◆ SELECTED EXCERPT
⁂

Patients are being moved from the 29-bed unit to other wards at King’s College Hospital after the trust was forced to declare a critical incident following an inspection on Wednesday.
London fire brigade and trust engineers inspected the unit and identified safety fears over cladding panels on the outside of the building that could help fire to spread.
The hospital is one of the capital’s four major trauma centres that care for the most seriously injured patients across the region.
In 2018, the trust instructed builders McLaughlin & Harvey, to carry out remedial work after an inspection by the trust’s own engineers identified safety concerns. The unit was due to open in the summer of 2018.
The 21 patients in the unit were moved to other wards on Wednesday while work is carried out. It is expected the work will continue after this week but new critical patients will be readmitted from Friday and cared for on other wards.
The unit opened one floor in April to provide more critical care space during the Covid-19 crisis.
Once fully open the two-floor intensive care unit will double the number of critical care beds at the trust to more than 120.
A spokesperson for King’s College Hospital told The Independent: “The trust has closed the new critical care unit so that it can complete the outstanding remedial work inside the unit itself, as well as rectify issues identified more recently.
“Before the unit was opened in April as part of the trust’s response to the Covid-19 pandemic, a number of mitigations were put in place to ensure the safety of our staff and patients.

⁂

◆ PROVIDED INFORMATION
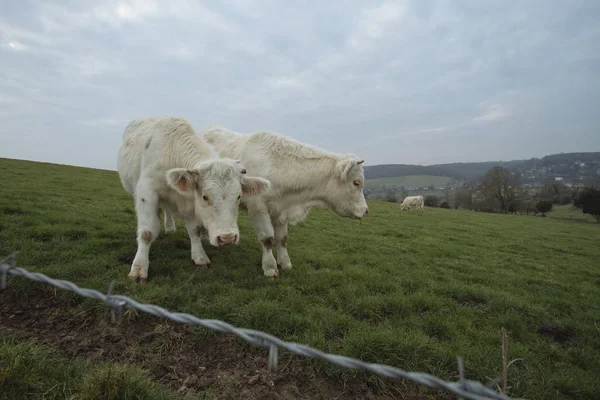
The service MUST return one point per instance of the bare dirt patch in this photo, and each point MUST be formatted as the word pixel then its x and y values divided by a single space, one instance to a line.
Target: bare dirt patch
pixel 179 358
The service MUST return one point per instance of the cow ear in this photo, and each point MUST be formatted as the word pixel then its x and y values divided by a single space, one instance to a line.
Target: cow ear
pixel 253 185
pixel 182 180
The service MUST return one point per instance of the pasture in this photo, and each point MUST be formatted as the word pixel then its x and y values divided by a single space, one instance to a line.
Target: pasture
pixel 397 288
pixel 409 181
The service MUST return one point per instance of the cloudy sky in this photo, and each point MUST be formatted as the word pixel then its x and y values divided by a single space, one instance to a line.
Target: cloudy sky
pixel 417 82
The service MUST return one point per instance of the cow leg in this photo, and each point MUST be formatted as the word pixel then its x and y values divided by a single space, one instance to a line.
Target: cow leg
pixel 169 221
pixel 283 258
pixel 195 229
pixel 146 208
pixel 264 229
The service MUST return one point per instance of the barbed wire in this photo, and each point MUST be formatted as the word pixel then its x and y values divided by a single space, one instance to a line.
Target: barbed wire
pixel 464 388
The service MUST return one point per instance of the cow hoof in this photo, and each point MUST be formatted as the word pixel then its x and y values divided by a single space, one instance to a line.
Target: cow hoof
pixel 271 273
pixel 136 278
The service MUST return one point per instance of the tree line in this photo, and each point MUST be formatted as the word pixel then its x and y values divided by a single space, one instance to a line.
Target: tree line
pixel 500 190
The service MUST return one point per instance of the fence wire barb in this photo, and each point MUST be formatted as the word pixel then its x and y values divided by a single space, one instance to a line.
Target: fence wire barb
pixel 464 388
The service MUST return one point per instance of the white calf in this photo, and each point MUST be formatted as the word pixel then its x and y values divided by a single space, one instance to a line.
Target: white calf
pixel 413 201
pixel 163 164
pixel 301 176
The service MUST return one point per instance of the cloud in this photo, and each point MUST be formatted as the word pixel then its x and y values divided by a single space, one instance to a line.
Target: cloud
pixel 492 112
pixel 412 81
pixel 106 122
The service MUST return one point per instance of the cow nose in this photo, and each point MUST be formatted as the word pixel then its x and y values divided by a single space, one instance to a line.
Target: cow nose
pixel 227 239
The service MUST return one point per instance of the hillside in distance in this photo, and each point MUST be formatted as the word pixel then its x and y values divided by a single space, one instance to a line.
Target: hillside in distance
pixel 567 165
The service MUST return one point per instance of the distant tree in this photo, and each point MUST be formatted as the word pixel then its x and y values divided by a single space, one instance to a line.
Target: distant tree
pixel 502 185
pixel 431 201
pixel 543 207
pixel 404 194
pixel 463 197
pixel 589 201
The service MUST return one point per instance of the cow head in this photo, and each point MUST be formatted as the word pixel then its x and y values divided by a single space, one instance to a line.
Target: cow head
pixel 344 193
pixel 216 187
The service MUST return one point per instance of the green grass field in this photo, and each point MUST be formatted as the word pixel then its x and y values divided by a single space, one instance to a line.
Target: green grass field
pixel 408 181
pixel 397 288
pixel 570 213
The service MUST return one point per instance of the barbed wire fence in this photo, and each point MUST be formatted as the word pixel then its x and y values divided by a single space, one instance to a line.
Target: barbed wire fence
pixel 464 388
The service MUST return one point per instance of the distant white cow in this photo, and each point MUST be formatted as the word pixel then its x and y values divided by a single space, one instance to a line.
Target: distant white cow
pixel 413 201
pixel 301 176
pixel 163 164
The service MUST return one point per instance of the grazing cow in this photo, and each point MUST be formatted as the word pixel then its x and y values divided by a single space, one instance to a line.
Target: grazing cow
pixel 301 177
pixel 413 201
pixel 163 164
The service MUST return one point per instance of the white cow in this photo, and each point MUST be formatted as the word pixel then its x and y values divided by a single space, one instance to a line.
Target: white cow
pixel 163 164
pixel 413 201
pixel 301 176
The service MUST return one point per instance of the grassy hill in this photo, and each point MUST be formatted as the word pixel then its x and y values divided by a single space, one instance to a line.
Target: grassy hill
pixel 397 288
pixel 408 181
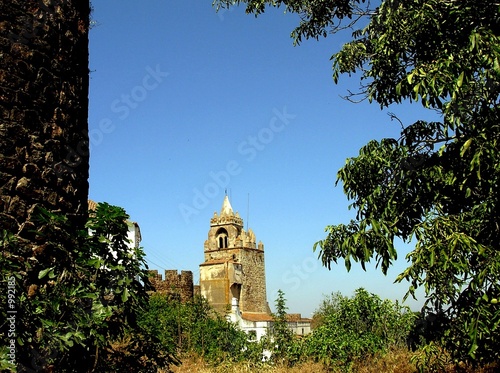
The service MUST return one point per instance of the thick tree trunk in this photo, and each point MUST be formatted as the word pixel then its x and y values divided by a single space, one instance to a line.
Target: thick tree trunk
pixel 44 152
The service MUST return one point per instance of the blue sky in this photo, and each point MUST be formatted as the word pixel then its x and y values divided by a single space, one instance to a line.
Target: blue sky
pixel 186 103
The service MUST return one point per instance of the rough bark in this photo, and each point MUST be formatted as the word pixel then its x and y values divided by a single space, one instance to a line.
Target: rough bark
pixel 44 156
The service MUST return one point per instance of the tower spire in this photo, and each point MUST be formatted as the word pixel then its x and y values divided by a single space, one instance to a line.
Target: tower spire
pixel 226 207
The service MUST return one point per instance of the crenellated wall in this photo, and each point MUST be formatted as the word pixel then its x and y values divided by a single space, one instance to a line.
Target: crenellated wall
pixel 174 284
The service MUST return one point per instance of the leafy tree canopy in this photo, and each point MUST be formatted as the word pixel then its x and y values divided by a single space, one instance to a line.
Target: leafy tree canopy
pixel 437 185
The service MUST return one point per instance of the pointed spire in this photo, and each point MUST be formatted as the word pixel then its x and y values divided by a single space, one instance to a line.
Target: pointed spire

⁂

◆ TASKS TO CARRY OUT
**1.** Shorten the paragraph in the news piece on the critical care unit that begins "The 21 patients in the unit" into a brief list, keeping its main facts.
**2.** Using the news piece on the critical care unit, mark each statement yes or no, and quote the words that decide it: (a) The unit has 29 beds. (b) The trust instructed builders to do remedial work in 2020. (c) Once fully open, the unit will triple the trust's critical care beds.
**3.** Write out everything in the news piece on the critical care unit from "London fire brigade" down to "summer of 2018.", word for word.

◆ EXPECTED RESULTS
**1.**
- All 21 patients in the unit were moved to other wards on Wednesday while work is done.
- The work is expected to last beyond this week.
- New critical patients will be admitted again from Friday and cared for on other wards.

**2.**
(a) Yes: "the 29-bed unit"
(b) No: "In 2018, the trust instructed builders McLaughlin & Harvey, to carry out remedial work"
(c) No: "will double the number of critical care beds at the trust to more than 120"

**3.**
London fire brigade and trust engineers inspected the unit and identified safety fears over cladding panels on the outside of the building that could help fire to spread.
The hospital is one of the capital’s four major trauma centres that care for the most seriously injured patients across the region.
In 2018, the trust instructed builders McLaughlin & Harvey, to carry out remedial work after an inspection by the trust’s own engineers identified safety concerns. The unit was due to open in the summer of 2018.